* _PROBLEM STATEMENT_
Please extract each line of the records that contains the word "logo", and copy every such line in full.

[Data items]

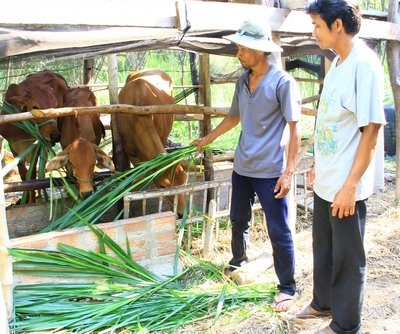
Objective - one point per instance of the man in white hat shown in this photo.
(266, 102)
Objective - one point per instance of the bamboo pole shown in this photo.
(115, 108)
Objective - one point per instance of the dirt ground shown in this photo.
(381, 311)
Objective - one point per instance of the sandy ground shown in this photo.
(381, 311)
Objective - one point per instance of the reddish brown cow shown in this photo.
(80, 137)
(144, 137)
(41, 90)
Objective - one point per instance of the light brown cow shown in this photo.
(144, 137)
(41, 90)
(80, 137)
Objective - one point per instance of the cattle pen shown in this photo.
(174, 25)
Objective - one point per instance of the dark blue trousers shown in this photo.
(339, 265)
(244, 190)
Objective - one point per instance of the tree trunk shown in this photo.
(393, 52)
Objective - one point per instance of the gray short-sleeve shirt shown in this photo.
(263, 117)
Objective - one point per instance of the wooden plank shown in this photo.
(211, 16)
(139, 13)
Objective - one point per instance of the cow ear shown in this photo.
(59, 161)
(104, 160)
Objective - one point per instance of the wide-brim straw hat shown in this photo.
(253, 36)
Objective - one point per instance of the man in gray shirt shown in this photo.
(267, 104)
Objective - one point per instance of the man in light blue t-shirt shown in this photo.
(349, 118)
(267, 104)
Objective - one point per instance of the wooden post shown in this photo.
(208, 228)
(88, 71)
(113, 93)
(6, 275)
(206, 125)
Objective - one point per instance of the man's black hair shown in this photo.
(330, 10)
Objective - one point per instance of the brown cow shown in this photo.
(144, 137)
(41, 90)
(80, 137)
(82, 154)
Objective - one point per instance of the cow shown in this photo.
(41, 90)
(80, 137)
(144, 137)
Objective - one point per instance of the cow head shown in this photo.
(27, 98)
(82, 155)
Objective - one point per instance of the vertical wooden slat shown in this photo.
(113, 93)
(6, 276)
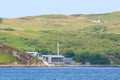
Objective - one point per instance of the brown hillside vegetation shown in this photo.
(21, 57)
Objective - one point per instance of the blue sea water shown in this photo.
(65, 73)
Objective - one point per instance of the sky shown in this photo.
(21, 8)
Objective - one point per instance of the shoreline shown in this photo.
(32, 66)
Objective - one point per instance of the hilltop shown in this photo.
(93, 33)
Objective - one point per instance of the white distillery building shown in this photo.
(56, 59)
(33, 53)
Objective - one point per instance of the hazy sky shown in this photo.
(20, 8)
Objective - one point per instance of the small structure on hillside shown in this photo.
(33, 53)
(96, 20)
(53, 59)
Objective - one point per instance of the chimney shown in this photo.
(58, 50)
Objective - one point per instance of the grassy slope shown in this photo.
(74, 32)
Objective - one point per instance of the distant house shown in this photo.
(68, 61)
(96, 21)
(33, 53)
(53, 59)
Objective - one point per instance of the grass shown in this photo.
(75, 33)
(6, 58)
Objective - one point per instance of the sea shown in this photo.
(60, 73)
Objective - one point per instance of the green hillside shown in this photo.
(78, 32)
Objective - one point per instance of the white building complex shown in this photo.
(53, 59)
(57, 59)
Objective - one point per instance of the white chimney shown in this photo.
(58, 50)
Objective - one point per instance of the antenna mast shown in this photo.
(58, 50)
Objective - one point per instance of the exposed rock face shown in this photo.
(24, 58)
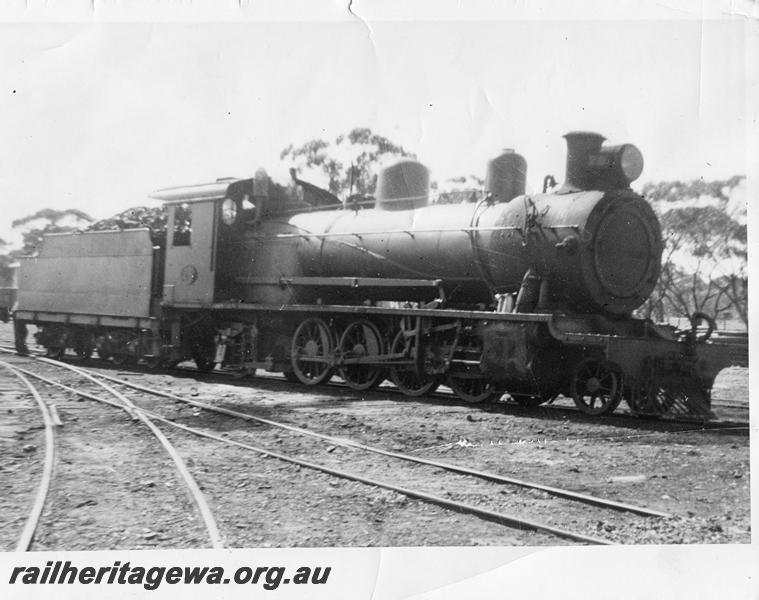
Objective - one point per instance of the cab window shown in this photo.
(182, 225)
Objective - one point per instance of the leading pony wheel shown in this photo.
(596, 387)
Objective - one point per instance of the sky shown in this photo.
(96, 114)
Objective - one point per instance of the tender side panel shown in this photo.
(99, 273)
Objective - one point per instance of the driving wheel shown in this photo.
(596, 387)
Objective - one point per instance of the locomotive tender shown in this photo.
(530, 294)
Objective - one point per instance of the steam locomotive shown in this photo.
(530, 294)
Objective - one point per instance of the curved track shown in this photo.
(27, 535)
(137, 414)
(559, 492)
(478, 511)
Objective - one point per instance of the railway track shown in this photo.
(32, 521)
(120, 402)
(440, 500)
(558, 407)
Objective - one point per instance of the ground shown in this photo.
(114, 487)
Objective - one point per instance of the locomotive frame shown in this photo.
(241, 282)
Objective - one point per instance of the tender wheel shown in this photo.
(153, 362)
(203, 355)
(473, 389)
(405, 378)
(596, 387)
(291, 377)
(119, 359)
(699, 333)
(361, 339)
(311, 352)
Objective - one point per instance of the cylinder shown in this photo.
(402, 186)
(506, 176)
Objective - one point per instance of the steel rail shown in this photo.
(503, 518)
(559, 492)
(27, 535)
(125, 404)
(705, 425)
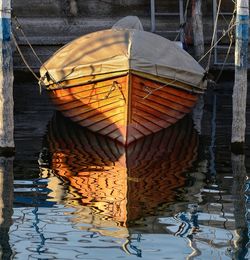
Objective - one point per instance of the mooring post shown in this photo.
(6, 205)
(197, 24)
(6, 81)
(240, 81)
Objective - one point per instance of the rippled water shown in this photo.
(175, 195)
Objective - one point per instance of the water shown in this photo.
(176, 195)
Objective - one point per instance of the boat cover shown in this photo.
(118, 50)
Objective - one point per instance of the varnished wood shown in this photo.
(125, 108)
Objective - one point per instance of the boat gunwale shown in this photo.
(168, 81)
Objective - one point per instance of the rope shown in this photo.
(40, 80)
(19, 27)
(23, 58)
(6, 10)
(151, 91)
(231, 37)
(211, 48)
(213, 37)
(184, 22)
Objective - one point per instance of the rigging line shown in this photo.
(224, 63)
(213, 46)
(40, 80)
(19, 27)
(23, 58)
(184, 22)
(213, 37)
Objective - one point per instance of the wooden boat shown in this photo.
(117, 183)
(124, 83)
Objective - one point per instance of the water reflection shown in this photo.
(6, 205)
(112, 185)
(162, 197)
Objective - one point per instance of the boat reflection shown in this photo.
(6, 205)
(117, 183)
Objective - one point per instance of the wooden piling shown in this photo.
(6, 205)
(6, 81)
(240, 84)
(198, 37)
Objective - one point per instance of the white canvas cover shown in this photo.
(119, 50)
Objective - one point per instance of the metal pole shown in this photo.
(240, 84)
(6, 81)
(152, 15)
(215, 15)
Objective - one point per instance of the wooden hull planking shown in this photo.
(124, 108)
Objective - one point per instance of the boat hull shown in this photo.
(125, 108)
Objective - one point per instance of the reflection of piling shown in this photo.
(240, 211)
(240, 85)
(6, 205)
(6, 81)
(197, 29)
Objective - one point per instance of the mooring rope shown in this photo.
(41, 79)
(23, 58)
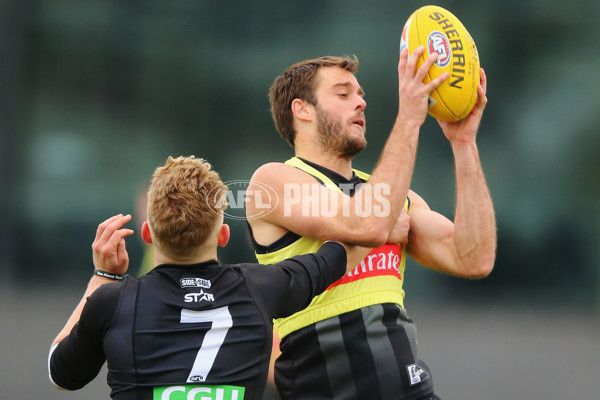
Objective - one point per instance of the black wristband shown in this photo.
(104, 274)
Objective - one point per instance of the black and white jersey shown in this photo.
(195, 329)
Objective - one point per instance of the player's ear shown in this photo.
(146, 233)
(224, 234)
(302, 110)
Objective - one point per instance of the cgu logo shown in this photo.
(191, 392)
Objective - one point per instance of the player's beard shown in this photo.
(333, 137)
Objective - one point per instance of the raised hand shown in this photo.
(108, 248)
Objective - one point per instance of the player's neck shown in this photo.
(330, 161)
(202, 256)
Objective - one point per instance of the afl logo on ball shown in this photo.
(438, 43)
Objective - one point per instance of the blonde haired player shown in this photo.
(190, 327)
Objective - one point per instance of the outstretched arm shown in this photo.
(467, 246)
(110, 255)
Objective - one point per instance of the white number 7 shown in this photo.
(214, 338)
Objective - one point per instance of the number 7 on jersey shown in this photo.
(213, 340)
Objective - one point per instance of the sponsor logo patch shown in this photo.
(416, 374)
(195, 282)
(198, 297)
(194, 392)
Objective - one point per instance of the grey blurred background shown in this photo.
(94, 94)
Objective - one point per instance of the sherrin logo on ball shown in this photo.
(439, 31)
(437, 42)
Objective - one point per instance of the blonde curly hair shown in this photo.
(186, 199)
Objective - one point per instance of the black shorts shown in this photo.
(370, 353)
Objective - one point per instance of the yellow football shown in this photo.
(438, 30)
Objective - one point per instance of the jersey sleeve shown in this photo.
(77, 359)
(290, 285)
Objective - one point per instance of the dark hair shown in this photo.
(298, 82)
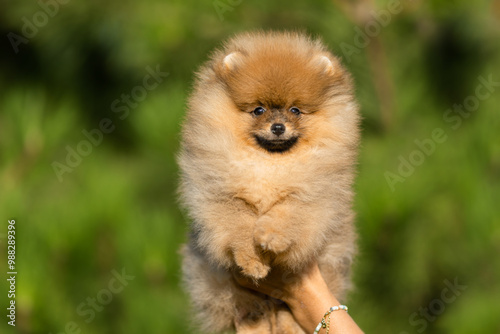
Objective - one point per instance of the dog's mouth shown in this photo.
(276, 145)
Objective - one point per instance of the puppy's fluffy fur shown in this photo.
(261, 196)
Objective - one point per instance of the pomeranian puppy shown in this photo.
(267, 160)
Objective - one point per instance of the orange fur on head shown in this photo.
(267, 161)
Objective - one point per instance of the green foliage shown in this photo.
(118, 209)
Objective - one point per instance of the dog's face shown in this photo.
(279, 97)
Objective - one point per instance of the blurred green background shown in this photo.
(427, 217)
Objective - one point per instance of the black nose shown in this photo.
(278, 129)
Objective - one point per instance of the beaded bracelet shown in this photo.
(325, 323)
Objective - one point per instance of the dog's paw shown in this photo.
(270, 240)
(252, 267)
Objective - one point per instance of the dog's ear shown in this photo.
(232, 61)
(324, 63)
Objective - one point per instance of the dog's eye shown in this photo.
(258, 111)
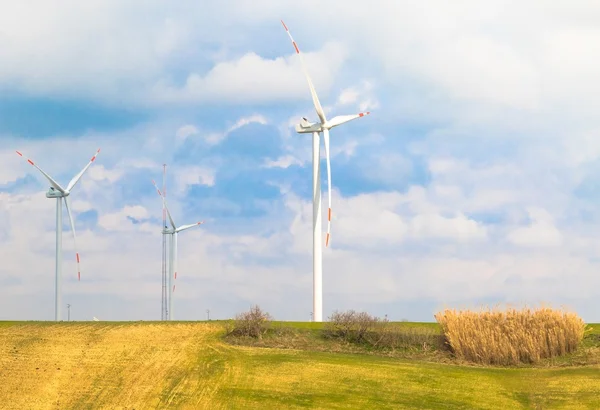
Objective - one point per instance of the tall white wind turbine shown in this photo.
(173, 231)
(306, 127)
(58, 192)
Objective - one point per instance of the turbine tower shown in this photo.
(164, 312)
(58, 192)
(315, 128)
(172, 258)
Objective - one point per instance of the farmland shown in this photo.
(134, 365)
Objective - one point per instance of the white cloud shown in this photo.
(540, 232)
(284, 161)
(252, 78)
(436, 226)
(119, 221)
(193, 175)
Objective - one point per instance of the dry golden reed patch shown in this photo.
(512, 336)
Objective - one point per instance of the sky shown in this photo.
(474, 182)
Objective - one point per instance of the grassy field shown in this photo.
(187, 365)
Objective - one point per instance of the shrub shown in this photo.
(362, 328)
(511, 337)
(254, 323)
(350, 326)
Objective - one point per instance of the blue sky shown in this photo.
(472, 182)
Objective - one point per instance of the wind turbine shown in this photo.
(58, 192)
(173, 231)
(306, 127)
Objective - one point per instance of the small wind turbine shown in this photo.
(306, 127)
(58, 192)
(173, 231)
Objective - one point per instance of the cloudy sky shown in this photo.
(475, 180)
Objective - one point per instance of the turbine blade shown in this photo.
(175, 257)
(341, 119)
(48, 177)
(184, 227)
(313, 92)
(326, 139)
(67, 200)
(164, 204)
(77, 177)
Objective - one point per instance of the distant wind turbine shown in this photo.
(58, 192)
(173, 231)
(306, 127)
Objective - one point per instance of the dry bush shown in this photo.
(350, 326)
(393, 337)
(512, 336)
(360, 327)
(254, 323)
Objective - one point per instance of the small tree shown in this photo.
(253, 323)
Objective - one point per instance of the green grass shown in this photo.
(188, 365)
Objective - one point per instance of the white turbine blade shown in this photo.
(164, 205)
(326, 139)
(184, 227)
(77, 177)
(174, 258)
(313, 92)
(48, 177)
(341, 119)
(74, 237)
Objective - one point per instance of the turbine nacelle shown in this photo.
(55, 193)
(306, 127)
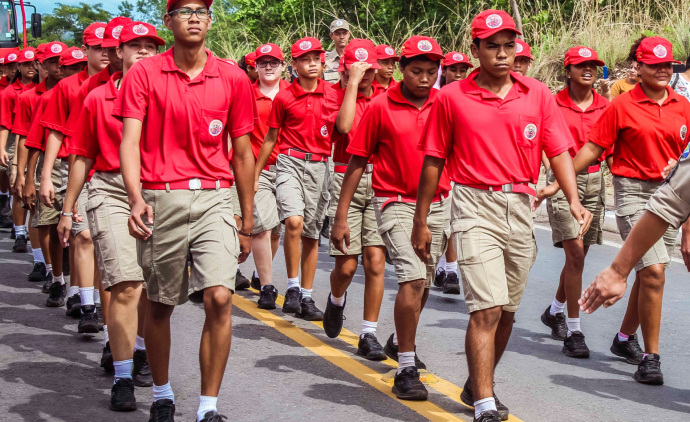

* _FINISHED EXERCISE_
Objective - one point per instance of the cgu logo shown in this photo.
Objective - one point per instance of the afl logo on ball shown in this photo.
Objective - one point per instance of the sponsor logo patch shown in this photo.
Objective - one point per instance of the sherrin logo on ball shown in this photo.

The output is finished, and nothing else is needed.